Output the records from the start through the line containing "M 23 68 L 21" as a Markdown table with the columns Row and Line text, giving each nonblank line a row number and omitting blank lines. Leave the pictures out of the table.

■ ■ ■ ■ ■ ■ ■

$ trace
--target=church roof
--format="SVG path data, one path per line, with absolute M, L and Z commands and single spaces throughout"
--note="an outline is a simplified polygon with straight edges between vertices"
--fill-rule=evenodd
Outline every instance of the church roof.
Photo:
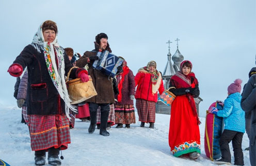
M 167 54 L 168 61 L 166 65 L 165 65 L 163 76 L 173 76 L 175 74 L 174 70 L 171 61 L 171 54 L 169 50 L 169 52 Z

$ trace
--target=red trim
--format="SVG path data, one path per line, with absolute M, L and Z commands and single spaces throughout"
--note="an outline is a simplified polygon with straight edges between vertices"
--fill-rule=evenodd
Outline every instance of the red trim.
M 13 72 L 9 71 L 9 69 L 8 69 L 7 72 L 9 72 L 10 75 L 13 77 L 18 77 L 21 76 L 21 75 L 22 74 L 22 72 L 23 72 L 23 67 L 22 67 L 22 66 L 21 66 L 19 63 L 13 63 L 11 65 L 10 65 L 10 67 L 9 67 L 9 69 L 10 69 L 10 67 L 12 67 L 13 66 L 17 66 L 20 67 L 21 69 L 21 71 L 20 72 L 13 73 Z

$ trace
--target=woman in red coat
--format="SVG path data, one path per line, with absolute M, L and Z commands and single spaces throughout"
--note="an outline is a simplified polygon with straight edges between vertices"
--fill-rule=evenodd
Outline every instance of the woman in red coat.
M 157 90 L 162 94 L 165 90 L 161 73 L 156 70 L 156 63 L 150 61 L 147 66 L 140 68 L 135 80 L 135 87 L 138 85 L 135 99 L 140 127 L 149 122 L 149 128 L 154 128 Z
M 171 78 L 169 91 L 176 98 L 171 104 L 169 132 L 169 144 L 175 157 L 186 154 L 190 159 L 198 158 L 201 153 L 200 123 L 194 98 L 199 96 L 198 82 L 191 72 L 192 64 L 184 61 L 180 71 Z

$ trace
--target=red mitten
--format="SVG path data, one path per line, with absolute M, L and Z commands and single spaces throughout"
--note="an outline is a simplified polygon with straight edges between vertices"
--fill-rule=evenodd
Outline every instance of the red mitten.
M 89 81 L 89 76 L 84 72 L 82 72 L 80 75 L 80 78 L 83 82 L 86 82 Z
M 23 68 L 21 66 L 20 66 L 19 65 L 14 64 L 11 65 L 7 70 L 7 72 L 10 73 L 12 76 L 19 77 L 22 73 Z

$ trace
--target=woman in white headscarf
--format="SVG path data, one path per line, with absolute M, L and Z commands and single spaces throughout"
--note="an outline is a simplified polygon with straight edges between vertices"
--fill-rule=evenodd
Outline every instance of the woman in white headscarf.
M 138 85 L 135 99 L 140 127 L 149 123 L 149 128 L 154 128 L 157 91 L 161 95 L 165 90 L 161 73 L 156 70 L 156 63 L 150 61 L 147 66 L 140 68 L 135 80 L 135 87 Z
M 55 22 L 43 22 L 32 43 L 24 48 L 8 70 L 11 76 L 19 77 L 27 67 L 28 125 L 37 165 L 44 165 L 46 151 L 48 163 L 60 165 L 59 151 L 67 149 L 70 143 L 69 109 L 74 108 L 65 77 L 72 65 L 57 42 L 57 34 Z M 73 69 L 70 77 L 89 80 L 87 71 L 82 68 Z

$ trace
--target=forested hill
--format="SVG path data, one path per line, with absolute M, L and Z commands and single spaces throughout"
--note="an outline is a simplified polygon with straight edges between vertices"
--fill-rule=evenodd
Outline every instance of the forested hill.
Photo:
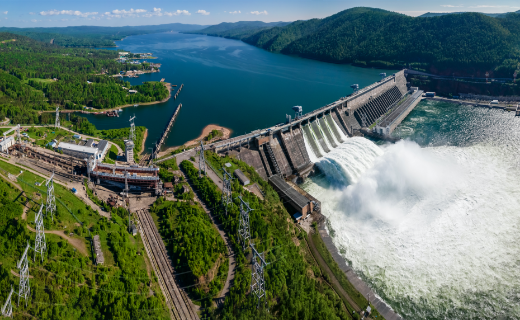
M 131 86 L 111 75 L 126 70 L 146 70 L 147 63 L 116 61 L 113 50 L 62 48 L 25 36 L 0 33 L 0 120 L 40 123 L 37 111 L 113 108 L 166 98 L 161 83 Z M 137 90 L 129 94 L 128 90 Z
M 290 22 L 262 22 L 262 21 L 239 21 L 239 22 L 223 22 L 214 26 L 209 26 L 202 30 L 189 31 L 186 33 L 207 34 L 209 36 L 243 39 L 247 38 L 258 31 L 270 29 L 273 27 L 283 27 Z
M 228 31 L 229 32 L 229 31 Z M 519 68 L 520 14 L 414 18 L 353 8 L 242 39 L 268 51 L 333 63 L 416 68 L 437 74 L 512 77 Z
M 31 39 L 63 47 L 115 47 L 114 41 L 140 34 L 191 31 L 205 28 L 203 25 L 170 23 L 148 26 L 126 27 L 53 27 L 53 28 L 0 28 L 0 32 L 10 32 Z

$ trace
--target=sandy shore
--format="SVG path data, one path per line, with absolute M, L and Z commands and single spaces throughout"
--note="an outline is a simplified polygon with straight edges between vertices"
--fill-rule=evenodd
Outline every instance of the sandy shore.
M 196 139 L 193 139 L 191 141 L 188 141 L 186 142 L 185 144 L 183 144 L 182 146 L 192 146 L 192 145 L 196 145 L 196 144 L 199 144 L 200 143 L 200 140 L 203 140 L 205 137 L 207 137 L 211 131 L 213 130 L 219 130 L 223 133 L 223 136 L 222 137 L 219 137 L 218 139 L 213 139 L 212 142 L 216 141 L 216 140 L 226 140 L 226 139 L 229 139 L 229 137 L 231 136 L 231 129 L 228 129 L 228 128 L 225 128 L 225 127 L 221 127 L 221 126 L 217 126 L 216 124 L 209 124 L 207 125 L 204 129 L 202 129 L 202 133 L 200 134 L 200 136 L 198 136 Z M 175 151 L 176 149 L 182 147 L 182 146 L 177 146 L 177 147 L 170 147 L 164 151 L 161 151 L 159 152 L 159 157 L 162 157 L 162 156 L 165 156 L 167 154 L 170 154 L 172 151 Z

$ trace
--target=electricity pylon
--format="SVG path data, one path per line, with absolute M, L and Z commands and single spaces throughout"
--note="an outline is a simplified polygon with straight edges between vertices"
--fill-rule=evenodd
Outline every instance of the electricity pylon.
M 45 206 L 45 215 L 51 214 L 51 219 L 54 222 L 54 213 L 56 212 L 56 198 L 54 198 L 54 172 L 47 181 L 47 206 Z
M 240 199 L 240 216 L 238 220 L 238 238 L 242 243 L 242 248 L 244 251 L 249 246 L 249 239 L 251 239 L 251 235 L 249 233 L 249 212 L 253 211 L 249 207 L 249 204 L 242 200 L 242 197 L 238 197 Z M 246 207 L 246 209 L 244 209 Z
M 258 253 L 253 243 L 250 244 L 253 251 L 253 259 L 251 259 L 252 273 L 251 273 L 251 292 L 256 296 L 257 308 L 260 307 L 260 300 L 265 300 L 265 279 L 264 268 L 267 263 L 264 260 L 264 253 Z
M 20 273 L 20 287 L 18 288 L 18 305 L 20 305 L 20 298 L 24 298 L 25 306 L 27 307 L 27 299 L 31 296 L 31 287 L 29 286 L 29 261 L 27 260 L 27 251 L 30 246 L 27 243 L 27 247 L 22 255 L 22 258 L 16 266 Z
M 14 289 L 11 287 L 11 292 L 7 296 L 7 300 L 5 301 L 4 306 L 2 307 L 2 316 L 4 317 L 13 317 L 13 304 L 11 302 L 11 296 L 13 295 Z
M 202 178 L 202 171 L 206 175 L 206 159 L 204 159 L 204 144 L 200 140 L 200 155 L 199 155 L 199 178 Z
M 224 206 L 227 215 L 227 207 L 230 203 L 233 203 L 233 199 L 231 199 L 231 180 L 233 180 L 233 177 L 225 168 L 222 168 L 222 170 L 224 171 L 224 181 L 222 183 L 222 205 Z
M 34 239 L 34 259 L 36 260 L 36 253 L 39 253 L 42 256 L 45 254 L 45 250 L 47 249 L 47 243 L 45 242 L 45 230 L 43 227 L 43 203 L 40 206 L 40 211 L 34 218 L 34 223 L 36 224 L 36 239 Z
M 54 121 L 54 128 L 60 127 L 60 107 L 56 107 L 56 121 Z

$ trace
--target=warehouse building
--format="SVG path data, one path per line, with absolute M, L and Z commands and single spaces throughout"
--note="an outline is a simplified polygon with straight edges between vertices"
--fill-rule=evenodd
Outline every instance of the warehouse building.
M 95 160 L 99 159 L 99 150 L 94 147 L 78 146 L 77 144 L 61 142 L 58 145 L 58 149 L 63 151 L 63 154 L 78 158 L 78 159 L 90 159 L 93 157 Z
M 7 152 L 7 149 L 9 149 L 14 144 L 14 138 L 7 137 L 5 140 L 0 142 L 0 151 Z

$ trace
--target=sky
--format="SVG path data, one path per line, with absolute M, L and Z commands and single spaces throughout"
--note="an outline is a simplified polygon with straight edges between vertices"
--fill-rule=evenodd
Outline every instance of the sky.
M 1 0 L 0 27 L 78 25 L 138 26 L 165 23 L 211 25 L 236 21 L 325 18 L 353 7 L 374 7 L 418 16 L 426 12 L 503 13 L 519 0 Z

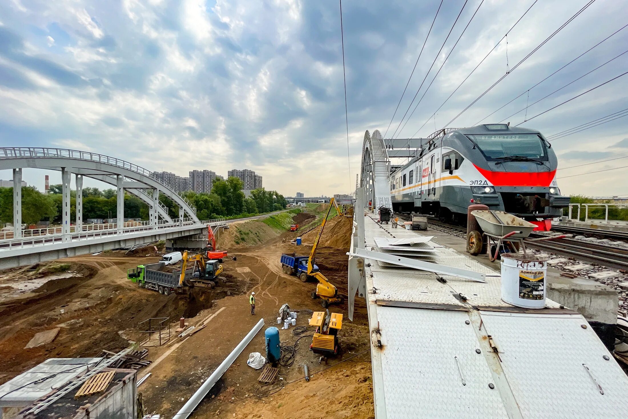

■ ■ ■ ■ ■ ■ ■

Solution to the exercise:
| Row | Line text |
|---|---|
| 1 | $ trace |
| 2 | --target=church roof |
| 3 | --format="SVG path data, one path per line, with absolute M, L and Z commands and single spaces throughout" |
| 4 | --note="an outline is a simplified polygon with straight edges between vertices" |
| 5 | --fill-rule=evenodd |
| 6 | Outline every instance of the church roof. |
| 7 | Photo: |
| 8 | M 167 54 L 168 61 L 166 65 L 165 65 L 163 76 L 173 76 L 175 74 L 174 70 L 171 61 L 171 54 L 169 50 L 169 52 Z |
| 9 | $ trace |
| 10 | --target=red trim |
| 11 | --format="SVG path data, one path per line, with absolute M, L and Z commands and single spaces throughout" |
| 12 | --note="an outline is a simplified polygon with straight edges between vertices" |
| 13 | --fill-rule=evenodd |
| 14 | Outline every instance of the red trim. |
| 15 | M 13 72 L 9 71 L 9 69 L 8 69 L 7 72 L 9 72 L 10 75 L 13 77 L 18 77 L 21 76 L 21 75 L 22 74 L 22 72 L 23 72 L 23 67 L 22 67 L 22 66 L 21 66 L 19 63 L 13 63 L 11 65 L 10 65 L 10 67 L 9 67 L 9 69 L 10 69 L 10 67 L 12 67 L 13 66 L 17 66 L 20 67 L 21 69 L 21 71 L 20 72 L 13 73 Z |
| 16 | $ trace |
| 17 | --target=woman in red coat |
| 18 | --format="SVG path data, one path per line, with absolute M, L and Z commands and single spaces throughout" |
| 19 | --note="an outline is a simplified polygon with straight edges between vertices" |
| 20 | --fill-rule=evenodd |
| 21 | Outline every instance of the woman in red coat. |
| 22 | M 157 90 L 162 94 L 165 90 L 161 73 L 156 70 L 156 63 L 150 61 L 147 66 L 140 68 L 135 80 L 135 87 L 138 85 L 135 99 L 140 127 L 149 122 L 149 128 L 154 128 Z |
| 23 | M 171 78 L 169 91 L 176 98 L 171 104 L 169 132 L 169 144 L 175 157 L 186 154 L 190 159 L 198 158 L 201 153 L 200 123 L 194 98 L 199 96 L 198 82 L 191 72 L 192 64 L 184 61 L 180 71 Z |
| 24 | $ trace |
| 25 | --target=red mitten |
| 26 | --format="SVG path data, one path per line, with absolute M, L and Z commands and single spaces throughout" |
| 27 | --note="an outline is a simplified polygon with straight edges between vertices" |
| 28 | --fill-rule=evenodd |
| 29 | Outline every instance of the red mitten. |
| 30 | M 89 81 L 89 76 L 84 72 L 82 72 L 80 75 L 80 78 L 83 82 L 86 82 Z |
| 31 | M 23 68 L 21 66 L 20 66 L 19 65 L 14 64 L 11 65 L 7 70 L 7 72 L 10 73 L 12 76 L 19 77 L 22 73 Z |